YOUR GOAL: Pick out every row below that contains the word "person", and copy each one. Only matches with the same letter case count.

##### DATA ROWS #####

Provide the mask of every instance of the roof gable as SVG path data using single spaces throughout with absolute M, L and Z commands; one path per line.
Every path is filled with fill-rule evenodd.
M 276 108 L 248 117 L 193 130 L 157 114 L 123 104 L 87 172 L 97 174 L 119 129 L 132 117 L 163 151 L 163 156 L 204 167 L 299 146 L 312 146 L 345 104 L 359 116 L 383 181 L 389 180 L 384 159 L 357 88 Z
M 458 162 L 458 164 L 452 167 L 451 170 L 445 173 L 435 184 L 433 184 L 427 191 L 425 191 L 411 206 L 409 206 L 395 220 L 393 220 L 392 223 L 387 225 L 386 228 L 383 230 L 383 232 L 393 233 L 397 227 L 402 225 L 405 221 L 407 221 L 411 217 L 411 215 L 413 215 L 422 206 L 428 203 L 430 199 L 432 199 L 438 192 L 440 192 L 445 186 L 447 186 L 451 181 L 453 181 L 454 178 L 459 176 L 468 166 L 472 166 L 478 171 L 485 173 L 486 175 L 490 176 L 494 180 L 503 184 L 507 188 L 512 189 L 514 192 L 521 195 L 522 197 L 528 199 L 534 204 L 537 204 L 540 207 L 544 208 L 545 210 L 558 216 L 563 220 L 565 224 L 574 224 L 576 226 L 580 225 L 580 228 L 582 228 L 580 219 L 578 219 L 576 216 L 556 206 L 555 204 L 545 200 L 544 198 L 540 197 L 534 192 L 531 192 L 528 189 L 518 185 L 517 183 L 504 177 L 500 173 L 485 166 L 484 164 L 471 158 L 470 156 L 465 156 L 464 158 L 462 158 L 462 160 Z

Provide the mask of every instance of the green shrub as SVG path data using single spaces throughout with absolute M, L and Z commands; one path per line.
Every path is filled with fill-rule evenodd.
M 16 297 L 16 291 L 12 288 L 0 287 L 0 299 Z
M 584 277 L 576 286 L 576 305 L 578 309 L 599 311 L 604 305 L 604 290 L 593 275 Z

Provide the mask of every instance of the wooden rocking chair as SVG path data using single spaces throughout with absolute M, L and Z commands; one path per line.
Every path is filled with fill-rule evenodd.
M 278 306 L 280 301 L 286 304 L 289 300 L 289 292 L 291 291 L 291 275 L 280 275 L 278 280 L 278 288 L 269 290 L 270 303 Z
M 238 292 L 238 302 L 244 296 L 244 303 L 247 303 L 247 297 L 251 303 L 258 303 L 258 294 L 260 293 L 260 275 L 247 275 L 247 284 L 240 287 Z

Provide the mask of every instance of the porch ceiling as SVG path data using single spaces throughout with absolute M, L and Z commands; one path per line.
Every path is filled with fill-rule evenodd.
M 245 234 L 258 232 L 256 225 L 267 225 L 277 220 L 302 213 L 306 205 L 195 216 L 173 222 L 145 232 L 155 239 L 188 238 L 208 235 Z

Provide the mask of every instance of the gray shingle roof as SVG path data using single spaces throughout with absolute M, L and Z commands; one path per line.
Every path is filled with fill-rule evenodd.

#####
##### DATA ROWS #####

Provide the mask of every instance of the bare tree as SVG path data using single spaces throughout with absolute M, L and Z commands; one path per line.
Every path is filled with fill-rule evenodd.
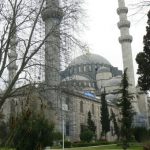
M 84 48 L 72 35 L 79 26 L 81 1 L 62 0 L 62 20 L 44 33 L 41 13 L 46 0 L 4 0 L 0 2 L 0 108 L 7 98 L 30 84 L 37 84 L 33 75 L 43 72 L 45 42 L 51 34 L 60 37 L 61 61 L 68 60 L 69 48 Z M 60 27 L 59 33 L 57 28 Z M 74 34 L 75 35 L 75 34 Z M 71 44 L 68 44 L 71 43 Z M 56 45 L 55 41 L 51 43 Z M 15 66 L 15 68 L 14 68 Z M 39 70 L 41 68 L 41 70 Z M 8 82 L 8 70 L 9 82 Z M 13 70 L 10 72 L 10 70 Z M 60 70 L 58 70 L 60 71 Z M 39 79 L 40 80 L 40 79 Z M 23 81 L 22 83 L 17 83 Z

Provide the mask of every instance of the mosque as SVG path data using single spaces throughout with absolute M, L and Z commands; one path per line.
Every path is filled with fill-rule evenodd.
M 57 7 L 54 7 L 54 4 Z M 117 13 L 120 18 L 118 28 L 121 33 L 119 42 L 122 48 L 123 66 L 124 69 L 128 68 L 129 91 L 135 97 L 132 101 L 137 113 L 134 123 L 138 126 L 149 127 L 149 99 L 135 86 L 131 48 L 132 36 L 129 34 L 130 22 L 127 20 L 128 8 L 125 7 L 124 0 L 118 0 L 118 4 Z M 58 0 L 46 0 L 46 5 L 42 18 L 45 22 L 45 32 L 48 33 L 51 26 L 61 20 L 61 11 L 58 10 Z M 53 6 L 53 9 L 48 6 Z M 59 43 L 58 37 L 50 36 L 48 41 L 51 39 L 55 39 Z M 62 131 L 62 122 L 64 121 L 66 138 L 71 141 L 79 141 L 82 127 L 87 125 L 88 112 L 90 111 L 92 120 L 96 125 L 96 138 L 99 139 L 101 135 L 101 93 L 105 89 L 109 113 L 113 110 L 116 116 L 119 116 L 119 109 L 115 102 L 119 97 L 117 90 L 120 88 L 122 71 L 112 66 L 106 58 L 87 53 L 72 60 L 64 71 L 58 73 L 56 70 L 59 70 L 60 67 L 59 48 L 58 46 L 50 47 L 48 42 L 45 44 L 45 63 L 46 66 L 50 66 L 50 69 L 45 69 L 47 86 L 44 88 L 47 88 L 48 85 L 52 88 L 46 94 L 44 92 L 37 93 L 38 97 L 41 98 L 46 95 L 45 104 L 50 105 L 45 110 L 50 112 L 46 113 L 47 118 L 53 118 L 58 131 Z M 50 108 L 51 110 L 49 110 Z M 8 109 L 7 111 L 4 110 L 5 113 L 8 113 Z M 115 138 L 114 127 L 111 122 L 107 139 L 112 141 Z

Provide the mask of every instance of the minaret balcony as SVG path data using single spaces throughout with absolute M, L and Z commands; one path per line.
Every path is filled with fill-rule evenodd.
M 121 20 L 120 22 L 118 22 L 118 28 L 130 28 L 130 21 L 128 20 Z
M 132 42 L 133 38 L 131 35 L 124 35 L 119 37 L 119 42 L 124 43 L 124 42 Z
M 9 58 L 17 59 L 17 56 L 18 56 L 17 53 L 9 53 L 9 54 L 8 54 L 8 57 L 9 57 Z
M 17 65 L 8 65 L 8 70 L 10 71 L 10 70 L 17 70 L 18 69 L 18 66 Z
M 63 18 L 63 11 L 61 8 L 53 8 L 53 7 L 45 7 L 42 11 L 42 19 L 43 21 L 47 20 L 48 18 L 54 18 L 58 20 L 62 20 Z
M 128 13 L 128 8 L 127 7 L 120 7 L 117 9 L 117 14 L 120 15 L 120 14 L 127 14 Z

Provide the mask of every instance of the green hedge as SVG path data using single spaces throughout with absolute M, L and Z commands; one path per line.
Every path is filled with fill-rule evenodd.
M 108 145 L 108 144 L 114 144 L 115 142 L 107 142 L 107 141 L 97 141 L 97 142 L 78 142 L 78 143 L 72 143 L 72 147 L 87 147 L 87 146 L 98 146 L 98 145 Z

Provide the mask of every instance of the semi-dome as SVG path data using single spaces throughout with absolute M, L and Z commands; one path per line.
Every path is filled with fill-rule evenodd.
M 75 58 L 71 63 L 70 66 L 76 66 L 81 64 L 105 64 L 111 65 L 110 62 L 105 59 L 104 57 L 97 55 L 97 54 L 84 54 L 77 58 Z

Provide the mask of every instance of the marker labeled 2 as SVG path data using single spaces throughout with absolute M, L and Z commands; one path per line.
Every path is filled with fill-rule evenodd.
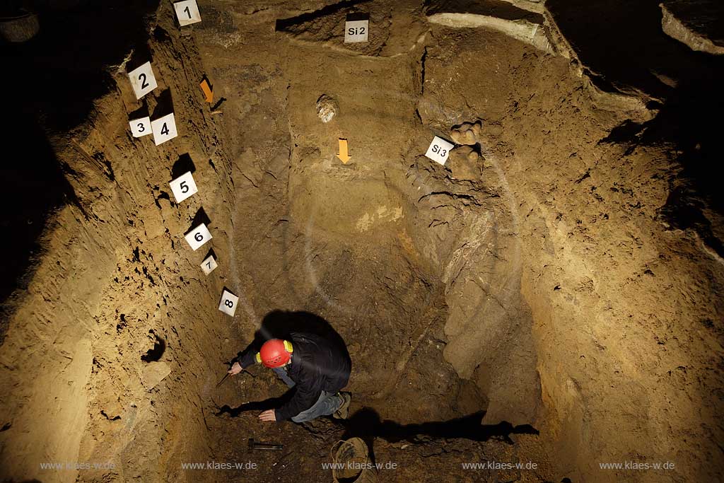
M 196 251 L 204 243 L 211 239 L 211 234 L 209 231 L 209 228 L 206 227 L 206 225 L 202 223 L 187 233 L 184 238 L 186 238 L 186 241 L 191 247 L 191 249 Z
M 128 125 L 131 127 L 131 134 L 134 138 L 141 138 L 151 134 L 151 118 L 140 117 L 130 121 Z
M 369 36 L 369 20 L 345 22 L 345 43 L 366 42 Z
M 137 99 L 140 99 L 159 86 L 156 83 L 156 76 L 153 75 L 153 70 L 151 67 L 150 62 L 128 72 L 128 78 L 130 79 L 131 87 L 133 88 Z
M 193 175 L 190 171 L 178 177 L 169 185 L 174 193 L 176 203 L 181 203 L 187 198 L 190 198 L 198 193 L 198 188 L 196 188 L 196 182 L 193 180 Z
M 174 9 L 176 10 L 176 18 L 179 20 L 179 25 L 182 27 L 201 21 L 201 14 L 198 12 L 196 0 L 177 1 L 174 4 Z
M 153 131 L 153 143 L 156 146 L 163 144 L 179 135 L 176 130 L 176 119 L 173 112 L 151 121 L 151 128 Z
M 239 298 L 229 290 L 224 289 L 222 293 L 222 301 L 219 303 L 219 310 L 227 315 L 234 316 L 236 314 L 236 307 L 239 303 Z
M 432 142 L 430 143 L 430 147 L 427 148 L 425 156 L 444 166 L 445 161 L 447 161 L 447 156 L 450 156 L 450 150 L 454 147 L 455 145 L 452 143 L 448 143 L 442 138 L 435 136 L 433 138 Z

#####
##### DATA ROWS #####

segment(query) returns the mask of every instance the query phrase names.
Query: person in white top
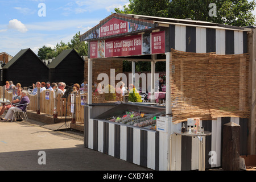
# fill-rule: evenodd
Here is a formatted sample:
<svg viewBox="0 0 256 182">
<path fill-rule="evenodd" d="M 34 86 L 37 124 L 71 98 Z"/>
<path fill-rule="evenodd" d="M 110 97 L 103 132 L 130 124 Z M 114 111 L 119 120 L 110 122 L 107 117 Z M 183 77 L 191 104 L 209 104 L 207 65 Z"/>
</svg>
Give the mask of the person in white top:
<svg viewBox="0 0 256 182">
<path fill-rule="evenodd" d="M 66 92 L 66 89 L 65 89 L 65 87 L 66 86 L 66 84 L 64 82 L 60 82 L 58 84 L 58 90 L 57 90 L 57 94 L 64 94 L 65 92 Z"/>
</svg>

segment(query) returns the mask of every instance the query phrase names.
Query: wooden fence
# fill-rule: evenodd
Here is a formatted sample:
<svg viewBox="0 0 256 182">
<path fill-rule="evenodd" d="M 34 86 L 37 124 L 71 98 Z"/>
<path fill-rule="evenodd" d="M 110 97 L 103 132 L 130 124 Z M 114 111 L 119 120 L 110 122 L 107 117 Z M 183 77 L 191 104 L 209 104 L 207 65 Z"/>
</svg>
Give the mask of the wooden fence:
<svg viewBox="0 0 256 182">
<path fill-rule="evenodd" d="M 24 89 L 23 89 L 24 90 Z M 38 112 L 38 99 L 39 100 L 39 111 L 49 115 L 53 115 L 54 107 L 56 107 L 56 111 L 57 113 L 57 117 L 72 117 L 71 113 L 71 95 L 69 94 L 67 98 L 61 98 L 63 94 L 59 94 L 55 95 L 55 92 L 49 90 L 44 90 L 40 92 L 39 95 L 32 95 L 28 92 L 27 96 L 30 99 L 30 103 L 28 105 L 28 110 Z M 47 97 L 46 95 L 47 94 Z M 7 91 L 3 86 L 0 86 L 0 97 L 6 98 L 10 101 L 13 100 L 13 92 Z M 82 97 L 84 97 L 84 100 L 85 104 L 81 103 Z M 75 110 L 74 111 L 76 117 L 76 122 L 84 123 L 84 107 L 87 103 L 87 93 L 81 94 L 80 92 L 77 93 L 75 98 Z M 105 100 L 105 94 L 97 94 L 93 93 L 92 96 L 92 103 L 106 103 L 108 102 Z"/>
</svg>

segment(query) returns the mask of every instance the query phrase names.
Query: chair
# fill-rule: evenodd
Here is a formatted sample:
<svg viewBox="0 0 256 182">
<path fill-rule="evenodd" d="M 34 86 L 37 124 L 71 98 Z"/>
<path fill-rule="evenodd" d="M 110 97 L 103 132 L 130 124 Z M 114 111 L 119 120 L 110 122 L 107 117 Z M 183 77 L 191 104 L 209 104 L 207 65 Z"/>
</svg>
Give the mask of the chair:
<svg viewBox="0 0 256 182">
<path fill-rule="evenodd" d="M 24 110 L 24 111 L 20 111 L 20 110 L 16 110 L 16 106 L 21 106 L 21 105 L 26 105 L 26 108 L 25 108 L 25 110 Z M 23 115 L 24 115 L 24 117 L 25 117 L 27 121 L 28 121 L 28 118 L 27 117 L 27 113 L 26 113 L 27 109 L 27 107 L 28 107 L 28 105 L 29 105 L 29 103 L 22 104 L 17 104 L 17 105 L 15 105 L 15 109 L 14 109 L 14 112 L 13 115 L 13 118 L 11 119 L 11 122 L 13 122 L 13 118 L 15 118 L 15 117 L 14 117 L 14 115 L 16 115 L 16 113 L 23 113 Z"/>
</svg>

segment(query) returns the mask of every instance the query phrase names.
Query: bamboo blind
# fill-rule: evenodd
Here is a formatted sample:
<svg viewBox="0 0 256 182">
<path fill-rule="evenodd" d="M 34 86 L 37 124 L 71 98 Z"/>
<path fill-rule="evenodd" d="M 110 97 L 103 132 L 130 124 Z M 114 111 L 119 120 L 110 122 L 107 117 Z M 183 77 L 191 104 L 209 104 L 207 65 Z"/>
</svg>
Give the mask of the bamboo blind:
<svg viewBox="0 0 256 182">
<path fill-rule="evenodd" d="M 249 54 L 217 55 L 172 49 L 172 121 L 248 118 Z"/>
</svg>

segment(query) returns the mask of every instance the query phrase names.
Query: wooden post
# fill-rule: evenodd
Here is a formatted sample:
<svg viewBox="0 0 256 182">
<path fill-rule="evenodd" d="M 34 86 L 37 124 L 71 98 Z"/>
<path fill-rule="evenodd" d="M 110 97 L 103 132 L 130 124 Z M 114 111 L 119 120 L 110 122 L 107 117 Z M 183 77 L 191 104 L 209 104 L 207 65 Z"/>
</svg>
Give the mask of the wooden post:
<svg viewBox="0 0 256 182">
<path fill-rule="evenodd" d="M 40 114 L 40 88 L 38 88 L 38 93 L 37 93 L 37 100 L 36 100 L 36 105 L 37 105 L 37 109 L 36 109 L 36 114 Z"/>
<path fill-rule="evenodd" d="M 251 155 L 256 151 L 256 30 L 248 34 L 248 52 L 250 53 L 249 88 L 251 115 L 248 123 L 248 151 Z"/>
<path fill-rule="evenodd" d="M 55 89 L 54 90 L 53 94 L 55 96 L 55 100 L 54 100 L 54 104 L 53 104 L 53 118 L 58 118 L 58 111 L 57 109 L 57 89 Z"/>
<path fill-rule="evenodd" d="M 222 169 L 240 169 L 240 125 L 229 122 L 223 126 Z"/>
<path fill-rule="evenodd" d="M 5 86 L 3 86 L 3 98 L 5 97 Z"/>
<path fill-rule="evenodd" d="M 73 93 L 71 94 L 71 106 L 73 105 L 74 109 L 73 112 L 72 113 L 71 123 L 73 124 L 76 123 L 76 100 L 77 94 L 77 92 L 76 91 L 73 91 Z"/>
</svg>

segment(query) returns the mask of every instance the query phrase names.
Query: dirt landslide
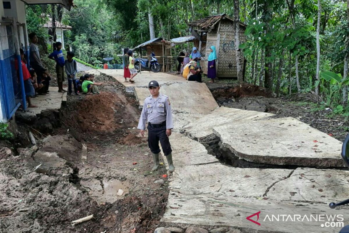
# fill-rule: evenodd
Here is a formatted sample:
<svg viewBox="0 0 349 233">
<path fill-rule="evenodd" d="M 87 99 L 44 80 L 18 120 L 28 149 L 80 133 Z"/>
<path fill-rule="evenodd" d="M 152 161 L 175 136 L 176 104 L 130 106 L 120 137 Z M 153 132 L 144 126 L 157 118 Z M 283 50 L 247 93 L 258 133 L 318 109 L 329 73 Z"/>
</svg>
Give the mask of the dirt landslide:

#####

IN RESPONSE:
Query: person in white top
Give the mask of the person in white top:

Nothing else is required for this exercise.